=== Directions ===
Each line of the data must be copied exactly.

[Items from a data source]
--------------------------------------------------

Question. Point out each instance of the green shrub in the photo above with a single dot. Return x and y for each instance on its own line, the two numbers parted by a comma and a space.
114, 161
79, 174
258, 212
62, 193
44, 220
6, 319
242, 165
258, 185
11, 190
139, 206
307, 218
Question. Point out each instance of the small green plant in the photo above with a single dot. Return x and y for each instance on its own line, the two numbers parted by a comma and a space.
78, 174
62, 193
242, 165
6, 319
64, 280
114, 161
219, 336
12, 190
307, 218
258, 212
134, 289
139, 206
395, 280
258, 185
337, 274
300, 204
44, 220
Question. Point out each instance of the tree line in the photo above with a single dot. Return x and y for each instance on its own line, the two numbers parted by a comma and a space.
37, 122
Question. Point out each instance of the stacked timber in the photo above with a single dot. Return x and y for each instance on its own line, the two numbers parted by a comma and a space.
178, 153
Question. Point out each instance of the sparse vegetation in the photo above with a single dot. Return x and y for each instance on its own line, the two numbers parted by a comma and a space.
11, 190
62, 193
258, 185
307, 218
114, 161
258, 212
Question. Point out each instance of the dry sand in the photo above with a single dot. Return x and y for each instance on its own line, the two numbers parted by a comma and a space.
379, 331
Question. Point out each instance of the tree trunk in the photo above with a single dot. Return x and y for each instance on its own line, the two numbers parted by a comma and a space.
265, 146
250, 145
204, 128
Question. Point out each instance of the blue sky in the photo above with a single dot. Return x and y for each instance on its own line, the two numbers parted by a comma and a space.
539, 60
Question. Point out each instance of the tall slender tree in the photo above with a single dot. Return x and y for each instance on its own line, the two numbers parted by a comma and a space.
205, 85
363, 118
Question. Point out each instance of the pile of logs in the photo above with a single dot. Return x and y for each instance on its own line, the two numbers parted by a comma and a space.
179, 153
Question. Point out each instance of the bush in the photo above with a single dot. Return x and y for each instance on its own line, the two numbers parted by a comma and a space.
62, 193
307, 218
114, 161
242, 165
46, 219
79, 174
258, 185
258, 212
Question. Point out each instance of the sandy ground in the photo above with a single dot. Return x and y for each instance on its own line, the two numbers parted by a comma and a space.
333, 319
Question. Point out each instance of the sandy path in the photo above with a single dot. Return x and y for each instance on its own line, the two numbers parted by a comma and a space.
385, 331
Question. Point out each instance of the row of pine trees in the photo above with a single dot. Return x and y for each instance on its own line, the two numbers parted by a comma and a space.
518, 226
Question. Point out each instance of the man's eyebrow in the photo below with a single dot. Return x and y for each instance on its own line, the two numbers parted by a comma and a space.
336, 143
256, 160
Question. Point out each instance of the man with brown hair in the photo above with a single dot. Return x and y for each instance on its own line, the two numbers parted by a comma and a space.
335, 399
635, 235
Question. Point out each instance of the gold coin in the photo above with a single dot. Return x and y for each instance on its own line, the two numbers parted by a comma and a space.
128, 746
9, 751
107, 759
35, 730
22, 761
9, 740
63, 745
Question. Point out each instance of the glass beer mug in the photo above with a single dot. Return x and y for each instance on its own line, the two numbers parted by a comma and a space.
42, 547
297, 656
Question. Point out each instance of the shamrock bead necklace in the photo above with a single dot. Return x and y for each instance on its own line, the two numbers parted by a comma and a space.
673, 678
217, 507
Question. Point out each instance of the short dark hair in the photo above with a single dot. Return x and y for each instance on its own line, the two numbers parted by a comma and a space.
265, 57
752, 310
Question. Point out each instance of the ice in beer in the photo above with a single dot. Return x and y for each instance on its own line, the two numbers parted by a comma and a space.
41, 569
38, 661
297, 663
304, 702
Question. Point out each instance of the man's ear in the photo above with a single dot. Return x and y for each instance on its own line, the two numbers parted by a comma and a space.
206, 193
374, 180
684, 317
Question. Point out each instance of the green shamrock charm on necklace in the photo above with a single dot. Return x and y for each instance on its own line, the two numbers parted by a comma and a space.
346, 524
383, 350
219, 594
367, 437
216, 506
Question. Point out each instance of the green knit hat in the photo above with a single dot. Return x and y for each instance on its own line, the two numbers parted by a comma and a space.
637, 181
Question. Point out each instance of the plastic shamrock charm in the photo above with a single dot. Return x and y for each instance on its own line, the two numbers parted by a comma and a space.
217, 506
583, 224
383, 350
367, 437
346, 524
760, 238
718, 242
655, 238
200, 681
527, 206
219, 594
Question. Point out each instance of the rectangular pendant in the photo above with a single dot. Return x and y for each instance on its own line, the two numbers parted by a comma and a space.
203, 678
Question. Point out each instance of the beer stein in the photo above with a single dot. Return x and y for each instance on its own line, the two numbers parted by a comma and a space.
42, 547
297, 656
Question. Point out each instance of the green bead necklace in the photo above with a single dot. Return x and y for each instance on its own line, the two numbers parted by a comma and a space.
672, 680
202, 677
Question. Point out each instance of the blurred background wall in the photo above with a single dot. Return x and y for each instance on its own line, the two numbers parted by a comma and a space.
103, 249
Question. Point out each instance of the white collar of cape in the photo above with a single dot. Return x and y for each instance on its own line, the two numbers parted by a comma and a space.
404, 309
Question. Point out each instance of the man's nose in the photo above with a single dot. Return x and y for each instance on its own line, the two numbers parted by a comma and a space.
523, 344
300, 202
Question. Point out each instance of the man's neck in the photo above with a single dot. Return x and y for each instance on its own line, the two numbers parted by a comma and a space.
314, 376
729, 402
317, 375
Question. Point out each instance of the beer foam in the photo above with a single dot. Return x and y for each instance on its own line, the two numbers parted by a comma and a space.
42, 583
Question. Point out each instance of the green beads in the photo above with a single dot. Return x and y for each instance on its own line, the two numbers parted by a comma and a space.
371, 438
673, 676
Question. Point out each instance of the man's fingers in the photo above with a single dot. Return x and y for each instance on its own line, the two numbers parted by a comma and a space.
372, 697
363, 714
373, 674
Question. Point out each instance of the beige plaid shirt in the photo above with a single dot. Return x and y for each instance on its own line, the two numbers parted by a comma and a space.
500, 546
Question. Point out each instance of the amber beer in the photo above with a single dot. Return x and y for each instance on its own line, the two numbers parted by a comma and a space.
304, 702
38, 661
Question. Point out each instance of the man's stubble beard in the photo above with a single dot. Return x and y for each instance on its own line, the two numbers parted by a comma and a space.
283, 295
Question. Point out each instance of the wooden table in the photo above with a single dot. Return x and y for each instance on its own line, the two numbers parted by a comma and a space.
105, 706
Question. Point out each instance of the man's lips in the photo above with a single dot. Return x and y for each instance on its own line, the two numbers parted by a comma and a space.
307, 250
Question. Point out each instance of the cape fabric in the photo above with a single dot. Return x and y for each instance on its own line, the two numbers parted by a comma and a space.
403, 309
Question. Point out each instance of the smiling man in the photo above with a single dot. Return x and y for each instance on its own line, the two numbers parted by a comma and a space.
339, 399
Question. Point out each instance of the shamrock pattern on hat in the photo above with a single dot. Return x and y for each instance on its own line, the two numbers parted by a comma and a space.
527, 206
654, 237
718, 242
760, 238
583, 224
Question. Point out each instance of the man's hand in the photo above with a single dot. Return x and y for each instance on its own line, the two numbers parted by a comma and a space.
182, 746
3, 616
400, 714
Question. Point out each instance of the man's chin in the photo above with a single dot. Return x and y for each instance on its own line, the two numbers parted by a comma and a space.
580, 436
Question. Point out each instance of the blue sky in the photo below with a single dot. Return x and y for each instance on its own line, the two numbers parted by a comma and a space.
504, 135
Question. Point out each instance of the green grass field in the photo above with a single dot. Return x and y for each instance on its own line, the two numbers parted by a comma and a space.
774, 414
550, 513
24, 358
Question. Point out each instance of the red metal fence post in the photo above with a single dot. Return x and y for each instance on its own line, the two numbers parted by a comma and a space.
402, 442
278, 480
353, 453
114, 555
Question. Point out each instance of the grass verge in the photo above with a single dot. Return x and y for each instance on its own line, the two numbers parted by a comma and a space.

--------------------------------------------------

=== Solution to this problem ===
Question. Point out each instance of the green shrub in the photo above with a single dot. Return x and y for each instance on its own line, the two numbers parted by a comma and a space.
114, 161
79, 174
258, 212
62, 193
44, 220
6, 319
242, 165
258, 185
11, 190
139, 206
307, 218
Question. Point out each instance of the small green plant in the photo above with a single dot. Return x and y for each instance on its own line, the two numbers parted by a comma and a space.
78, 174
62, 193
242, 165
6, 319
64, 280
114, 161
219, 336
12, 190
307, 218
258, 212
134, 289
139, 206
395, 280
258, 185
337, 274
300, 204
44, 220
Question. Point out each instance of the tree line in the photo above with a single dot. Return x and y for each instance on its own line, the two numbers parted by a comma and a space.
37, 122
Question. Point out each instance of the stacked timber in the photo above with a single dot. Return x and y for each instance on its own line, the two numbers parted by a comma and a space.
178, 153
Question. Point out each instance of the sparse vegetation in the photo above with a single dot. Return x and y for each instance on its own line, the two numbers parted by a comma and a space.
11, 190
62, 193
258, 185
307, 218
114, 161
258, 212
Question. Point out each instance of the dry sand in the photo above with a single dot. Return x and y for each instance on its own line, the two numbers parted by a comma and a space.
379, 331
Question. Point out each instance of the tree trunk in the photo above with a single dot. Return x and y for each instance on its own line, the two numbers parted by a comma and a space.
265, 146
250, 145
204, 128
Question. Point out each instance of the blue sky in the photo above with a single dot. Return x and y for each instance on its own line, the two numbers parted by a comma and a space.
539, 60
Question. Point out each instance of the tall slender tree in the photo above with a single dot. Return x and y for each instance on its own line, the two numbers parted by a comma and a space.
205, 85
363, 118
Question. Point out each instance of the pile of logs in the photo above with a single dot. Return x and y for each instance on its own line, the two numbers parted by a comma and a space.
179, 153
Question. Point out each instance of the bush in the photo above with a single dot. Return x and y for each instance on its own line, the two numbers parted by a comma and a space.
62, 193
307, 218
114, 161
242, 165
46, 219
79, 174
258, 185
258, 212
Question. Point out each instance of the sandy ground in the photo above with a single dot. Return x and y for each instance on its own line, the two numbers parted by a comma and a space.
333, 319
Question. Point out each instance of the sandy path in the photo above with a single dot. Return x and y for each instance on its own line, the two numbers parted by a comma and a space.
385, 331
Question. Point out each instance of the row of pine trees in the photo above with a single dot. Return x and y for each instance on its own line, the two numbers parted by a comma and a space.
518, 226
Question. Point out each instance of the man's eyebrow in the photo below with a single dot. Return x and y for each instance on its own line, the two numbers parted by a comma and a space.
336, 143
256, 160
Question. Point out each instance of the man with brown hair in the photo above with a single dot. Return x and y for each instance on its own line, the two numbers parted by a comma and a space.
335, 399
635, 235
Question. Point out each instance of the gold coin in the photo above with a single dot. Return x and y for each instance on its own line, the two numbers parted by a comma and a space.
128, 746
9, 751
107, 759
35, 730
22, 761
9, 740
63, 745
Question. Point out each instance of the glass beer mug in the photo above with a single dot. Return x and y for each instance on its own line, the two numbers parted by a comma and a space.
42, 547
297, 656
Question. Point out each instance of the shamrock bead necklace in the photo above with a single dot. Return x and y for each instance on its own line, the two numbers parted by a comma and a space.
673, 678
217, 507
Question. Point out each instance of the short dark hair in the photo above with a single dot. Return x and y for each instance on its own line, the two numbers parted by a comma and a space.
265, 57
752, 310
Question. Point out each instance of the ice in beer in the photo above with a single dot. Return x and y for each instance on its own line, the two numbers parted by a comma and a space.
41, 569
38, 661
297, 663
304, 702
Question. Point out each instance of the man's ear in the photo above with a single dot. Return x and y for each instance on its own line, the two numbers parted by a comma and a space.
206, 193
374, 180
684, 317
Question. Point out each instance of the green shamrock charm on necklace in the photo above with a single dot. Return x and y for each instance on its own line, the two numbers parted by a comma and a space.
346, 524
383, 350
219, 594
367, 437
216, 506
Question. Point out each instance of the green knit hat in the photo above with a single dot. Return x and y for each instance on its own line, the two numbers parted by a comma and a space.
637, 181
Question. Point out each instance of the plastic shamrock charm in the photo above with a single dot. Return x and y for each instance on its own line, the two numbers parted by a comma and a space.
217, 506
583, 224
383, 350
367, 437
346, 524
760, 238
718, 242
655, 238
200, 681
527, 206
219, 594
Question. Point out each instance of the rectangular pendant in the photo above with a single dot. Return x and y for each instance on its own line, the two numbers parted by a comma and a space.
203, 678
Question. Point out each instance of the beer stein in the photo above with a single dot. Return x and y for each instance on its own line, the two numbers parted by a comma and a space.
42, 547
297, 656
Question. Point out each instance of the green bead necklace in the photo above with a single dot. Return x and y for each instance on its own line, the two numbers parted by a comma and a space.
672, 680
202, 677
Question. Point out each instance of the blurred background wall in the photo above with a single dot. Return x and y for each instance on its own line, the two numbers parted by a comma and a space.
103, 249
Question. Point out each instance of the white collar of cape in the photo above with a single dot. Return x and y for each instance on its own line, the two numbers parted by a comma and a space.
404, 309
Question. Point out each instance of the man's nose in the photo above with a single dot. Return x and y for each instance on its own line, the two numbers parted by a comma and a space.
523, 344
300, 202
Question. Point out each instance of the man's neck in the photo above with a single dot. Return x and y for each instance on its own line, the two numbers parted by a comma and a space.
314, 376
729, 402
317, 375
Question. Point out each instance of the beer foam in the photo above with a single dot. Return x and y for each instance on its own line, the two numbers parted by a comma and a space.
42, 583
Question. Point out each instance of the green beads in the photo above with a single dot. Return x and y for each instance on its own line, the two numbers parted by a comma and a space.
371, 438
673, 676
Question. Point out each instance of the man's fingers in the photo above with a single dot. Return x and y for each instance on its own line, the two numbers parted by a comma and a space.
372, 697
363, 714
373, 674
Question. Point out each instance of the beige plaid shirt in the photo above with a single dot. Return x and y for each instance on its own line, the two numbers parted by a comma and a space.
500, 546
Question. Point out each instance of the amber beer in the photo above with a single dot. Return x and y for each instance on its own line, the two numbers parted by a comma and a space.
304, 702
38, 661
Question. Point out each instance of the man's stubble beard in the photo above with a single dot. Return x and y for each instance on its own line, the two numbers parted by a comma and a space.
283, 295
Question. Point out each instance of the wooden table in the photo above with a single dot. Return x and y for each instance on its own line, the two numbers parted by a comma and a space.
105, 706
Question. Point out each instance of the man's lips in the photo above with a single dot. Return x and y for each instance on its own line, the two numbers parted by a comma and a space.
307, 250
Question. Point out each instance of the cape fabric in the photo above with a single dot. Return x and y for each instance on its own line, the two numbers parted by a comma and a space.
403, 309
Question. Point out each instance of the smiling man in the photo above with a single dot. Return x and y for each instance on its own line, the two numbers parted by a comma and a space.
339, 399
Question. Point out each instance of the shamrock pattern on hat in the photo above with a single dot. Return x and y for each instance on its own line, the two numbers parted by a comma and a space.
527, 206
654, 237
718, 242
760, 238
583, 224
Question. Point out each instance of the man's hand in the photo above with a single dot. Return x and y for each instance on its own line, the two numbers parted by a comma and a space.
182, 746
3, 616
400, 714
Question. Point out each instance of the man's chin in the photo above with a single dot. Return x and y for each instance on its own line, the two numbers parted by a comma and a space.
580, 436
Question. Point out each instance of the blue sky in the photo below with a single dot. Return x and y for each instance on its own line, the two numbers parted by a comma and a space.
504, 135
Question. Point out each instance of the green grass field in the photo above with a single dot. Return x and y for each instance on its own line, the two numbers parted by a comma and a space.
774, 414
550, 513
24, 358
Question. Point out each instance of the red metal fence post in the photo above with a single dot. Return x and y for each instance on its own line, the two numbers parted by a comma and a space.
402, 442
278, 480
353, 453
114, 555
Question. Point out each instance of the grass verge in the photo above with a single dot. Return x and y for each instance on its own line, the two numbers parted by a comma and a space.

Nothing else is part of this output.